Data rows:
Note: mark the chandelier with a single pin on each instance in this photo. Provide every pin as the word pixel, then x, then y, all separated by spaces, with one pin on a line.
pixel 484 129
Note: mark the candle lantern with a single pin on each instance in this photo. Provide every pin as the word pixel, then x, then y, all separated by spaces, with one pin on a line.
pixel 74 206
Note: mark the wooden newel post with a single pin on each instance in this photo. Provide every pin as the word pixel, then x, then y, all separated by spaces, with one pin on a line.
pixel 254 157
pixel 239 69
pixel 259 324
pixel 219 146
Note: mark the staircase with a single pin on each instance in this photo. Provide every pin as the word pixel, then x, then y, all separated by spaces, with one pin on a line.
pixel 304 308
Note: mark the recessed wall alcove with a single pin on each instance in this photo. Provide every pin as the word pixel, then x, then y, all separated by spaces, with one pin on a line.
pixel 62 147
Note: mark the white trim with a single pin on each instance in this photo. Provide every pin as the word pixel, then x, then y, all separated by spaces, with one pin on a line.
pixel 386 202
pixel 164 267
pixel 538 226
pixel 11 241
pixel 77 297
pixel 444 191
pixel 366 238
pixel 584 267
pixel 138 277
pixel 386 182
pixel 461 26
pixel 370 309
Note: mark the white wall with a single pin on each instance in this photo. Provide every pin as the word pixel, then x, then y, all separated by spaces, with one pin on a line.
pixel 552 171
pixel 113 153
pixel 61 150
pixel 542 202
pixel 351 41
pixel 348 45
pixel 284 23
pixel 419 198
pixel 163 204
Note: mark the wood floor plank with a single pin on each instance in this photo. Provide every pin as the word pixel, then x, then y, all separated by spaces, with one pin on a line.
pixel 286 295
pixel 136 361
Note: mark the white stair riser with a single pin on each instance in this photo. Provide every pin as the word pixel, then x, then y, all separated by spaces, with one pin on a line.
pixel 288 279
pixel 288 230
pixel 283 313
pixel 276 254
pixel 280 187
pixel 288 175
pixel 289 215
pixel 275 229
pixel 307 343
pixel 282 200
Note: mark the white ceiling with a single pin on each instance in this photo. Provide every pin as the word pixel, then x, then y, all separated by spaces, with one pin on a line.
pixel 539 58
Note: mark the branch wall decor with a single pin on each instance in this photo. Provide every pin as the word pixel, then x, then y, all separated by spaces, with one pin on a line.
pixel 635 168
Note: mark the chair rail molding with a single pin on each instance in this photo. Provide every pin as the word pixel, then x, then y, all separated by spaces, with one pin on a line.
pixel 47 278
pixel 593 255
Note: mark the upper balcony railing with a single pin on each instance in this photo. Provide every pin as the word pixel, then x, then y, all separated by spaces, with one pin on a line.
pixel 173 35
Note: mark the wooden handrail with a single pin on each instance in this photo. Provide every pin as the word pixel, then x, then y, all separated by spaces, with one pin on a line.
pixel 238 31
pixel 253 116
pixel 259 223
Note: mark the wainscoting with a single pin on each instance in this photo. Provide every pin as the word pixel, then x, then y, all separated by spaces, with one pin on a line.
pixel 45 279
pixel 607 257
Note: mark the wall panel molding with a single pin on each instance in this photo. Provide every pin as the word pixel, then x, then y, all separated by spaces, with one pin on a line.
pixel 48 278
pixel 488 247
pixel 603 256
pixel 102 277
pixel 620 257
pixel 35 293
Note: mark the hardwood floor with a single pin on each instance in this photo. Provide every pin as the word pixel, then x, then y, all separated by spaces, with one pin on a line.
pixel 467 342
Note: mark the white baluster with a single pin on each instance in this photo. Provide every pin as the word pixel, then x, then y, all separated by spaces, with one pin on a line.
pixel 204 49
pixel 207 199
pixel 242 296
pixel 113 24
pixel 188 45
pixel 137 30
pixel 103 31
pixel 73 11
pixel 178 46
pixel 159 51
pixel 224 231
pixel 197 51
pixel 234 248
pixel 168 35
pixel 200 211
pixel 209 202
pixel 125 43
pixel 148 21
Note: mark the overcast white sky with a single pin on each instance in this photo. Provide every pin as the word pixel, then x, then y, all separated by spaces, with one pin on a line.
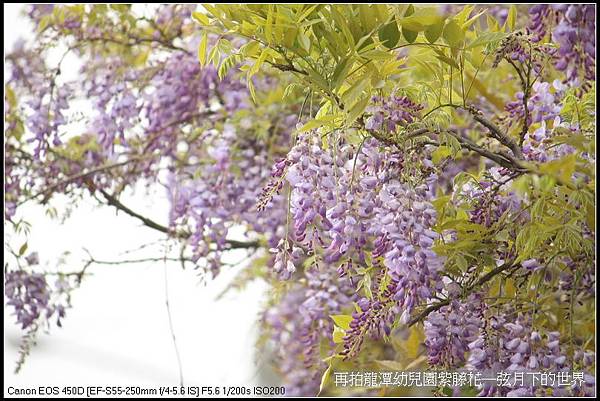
pixel 117 332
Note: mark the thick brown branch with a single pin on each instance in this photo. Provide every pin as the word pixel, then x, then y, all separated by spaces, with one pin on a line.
pixel 496 133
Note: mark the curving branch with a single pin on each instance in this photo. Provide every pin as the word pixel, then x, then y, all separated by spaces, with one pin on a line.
pixel 482 280
pixel 113 201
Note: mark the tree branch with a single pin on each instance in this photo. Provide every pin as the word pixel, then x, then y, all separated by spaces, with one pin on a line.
pixel 113 201
pixel 482 280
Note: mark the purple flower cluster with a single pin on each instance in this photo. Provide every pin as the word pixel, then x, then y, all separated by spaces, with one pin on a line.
pixel 388 113
pixel 32 298
pixel 300 327
pixel 572 28
pixel 515 346
pixel 450 330
pixel 405 218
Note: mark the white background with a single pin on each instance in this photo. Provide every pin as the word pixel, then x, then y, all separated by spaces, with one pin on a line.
pixel 117 332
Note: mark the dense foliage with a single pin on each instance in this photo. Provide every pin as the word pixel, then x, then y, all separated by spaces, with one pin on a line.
pixel 416 184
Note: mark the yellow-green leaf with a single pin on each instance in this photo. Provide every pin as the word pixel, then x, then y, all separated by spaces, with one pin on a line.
pixel 202 49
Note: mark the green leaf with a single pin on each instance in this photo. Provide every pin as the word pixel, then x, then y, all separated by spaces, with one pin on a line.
pixel 22 249
pixel 200 18
pixel 202 49
pixel 357 110
pixel 338 335
pixel 389 34
pixel 433 32
pixel 324 378
pixel 409 35
pixel 453 34
pixel 512 18
pixel 342 321
pixel 440 153
pixel 448 61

Task goal:
Copy every one of the entries above word for word, without the pictures.

Task solution:
Note: mark the chandelier with a single pin on each instance in this photo. Provide every pin as the word pixel, then x, then y, all separated by spaces, with one pin on a line.
pixel 484 129
Note: mark the candle lantern with a single pin on each instance in this photo. Provide every pin as the word pixel, then x, then y, all separated by spaces, with one pin on a line.
pixel 74 206
Note: mark the wooden newel post with a single pin on each instance in this photo. Provide every pin as the word pixel, then x, then y, all separated by spaces, with one pin on a line.
pixel 254 157
pixel 239 69
pixel 259 324
pixel 219 146
Note: mark the staircase with a single pin on each instance in this photo. Provide every pin as the word pixel, then x, then y, all separated by spaces, with one pin on a line.
pixel 304 308
Note: mark the recessed wall alcove with a single pin on each instance in this photo. Provide every pin as the word pixel, then x, then y, all separated by spaces, with one pin on a line.
pixel 62 147
Note: mark the white trim with a single pin on each instance in this photo. Provide every pin as the word pixel, then x, then y, all separated by spaces, with one pin on a line.
pixel 386 202
pixel 164 267
pixel 538 226
pixel 11 241
pixel 77 297
pixel 444 191
pixel 366 238
pixel 584 267
pixel 138 277
pixel 386 182
pixel 461 26
pixel 370 309
Note: mark the white wall with a single pin on each instance in this photo. Provide every pin as the word pixel, then x, then y, all separated by spaces, with one pin on a line.
pixel 552 171
pixel 113 153
pixel 61 150
pixel 542 202
pixel 351 41
pixel 348 45
pixel 284 23
pixel 419 198
pixel 163 204
Note: mark the wood floor plank with a single pin on each instance in this photo. Provide every pin as the word pixel, then x, then y, all separated by spaces, with one pin on a line.
pixel 286 295
pixel 136 361
Note: mark the white stair riser with a single pin on each instance in this photo. Provide every pin as the word pixel, then x, then y, all separated by spaces, with one pin on a line.
pixel 288 279
pixel 288 230
pixel 283 313
pixel 276 254
pixel 280 187
pixel 288 175
pixel 289 215
pixel 275 229
pixel 307 343
pixel 282 200
Note: mark the white ceiling with a single pin on each instance in this photo. Provide every pin as the word pixel, then x, then y, all separated by spaces, with one pin on a line.
pixel 539 58
Note: mark the branch wall decor with a single pin on each instance in this photo. Provide every pin as the word pixel, then x, then y, all separated by spaces, with one pin on a line.
pixel 635 168
Note: mark the chair rail molding with a single pin on each instance in this photo. Provide every pin as the word pixel, then x, then y, all separated by spaces, with one pin on a line.
pixel 47 278
pixel 593 255
Note: mark the upper balcony railing with a single pin on each instance in this photo. Provide every pin as the word pixel, then x, then y, all separated by spaces, with one pin on a line.
pixel 173 35
Note: mark the wooden handrail with a single pin on each instance in this photo. Provide every pin as the word pixel, then x, then y, all separated by spaces, with one pin on a line.
pixel 238 31
pixel 253 116
pixel 259 223
Note: mark the wainscoting with a single pin on each instance in this photo. Provide every pin as the word pixel, then x, then y, all separated by spaces, with one pin on a line.
pixel 45 279
pixel 607 257
Note: mark the wall panel molding with a single pin on each instance in this photo. Provide every pin as the word pixel, then x, then y, all separated by spaces, with one pin on a line.
pixel 48 278
pixel 488 247
pixel 603 256
pixel 102 277
pixel 620 257
pixel 35 293
Note: mark the hardwood floor with a single pin on each instance in this photo. Provide every pin as the word pixel, then x, then y, all separated by spaces, with one pin on a line.
pixel 467 342
Note: mark the white baluster with a single pin on each instance in this photo. Provide every pin as the word pixel, then x, then y, all separated by spaces, with one pin on a line.
pixel 204 49
pixel 207 199
pixel 242 296
pixel 113 24
pixel 188 45
pixel 137 30
pixel 103 31
pixel 73 11
pixel 178 46
pixel 159 51
pixel 224 231
pixel 197 51
pixel 234 248
pixel 168 35
pixel 200 211
pixel 209 202
pixel 125 43
pixel 148 21
Note: mark the overcast white sky with a single pin on each instance in this photo. Provide every pin as the word pixel, then x, then y, all separated by spaces, with one pin on a line.
pixel 117 332
Note: mark the thick brown branch with a single pin on each instance in this photo. Provide every pin as the word pixel, then x, then y, all separated by spaces, with one pin on a line.
pixel 496 133
Note: mark the curving branch with a single pin on each instance in this photo. Provide every pin as the word pixel, then x, then y, all separated by spaces, with one pin on a line.
pixel 482 280
pixel 113 201
Note: mark the tree branch with a single pin on each instance in this photo. Provide every pin as the word pixel, then x, then y, all separated by spaces, with one pin on a line.
pixel 113 201
pixel 482 280
Note: mark the purple flower cluster with a single pin on each instance in this photo. Provide every pin as the word pixel, then x, then y, all separated by spaces, with one pin on a line.
pixel 388 113
pixel 32 298
pixel 300 327
pixel 572 28
pixel 515 346
pixel 450 330
pixel 405 218
Note: mark the white background with a single pin on each instance in this photo. Provide every pin as the word pixel, then x, then y, all separated by spaces, with one pin on a line.
pixel 117 332
Note: mark the dense foliage with a single pin on each instance in this photo. Provide every pin as the word pixel, then x, then y, all separated by spaces, with one pin on a line.
pixel 416 184
Note: mark the yellow-green leaf with a single pin on each instance in this photo. Provide every pin as the word pixel, then x, then y, all separated by spaces, with one pin on a line.
pixel 202 49
Note: mark the green leaf with a single pin on each instance in this photo. Provide every pin as the word pixel, then x, then y, all separated by spaces, with one pin on a line.
pixel 22 249
pixel 200 18
pixel 202 49
pixel 357 110
pixel 338 335
pixel 389 34
pixel 433 32
pixel 324 378
pixel 409 35
pixel 453 34
pixel 512 18
pixel 342 321
pixel 440 153
pixel 448 61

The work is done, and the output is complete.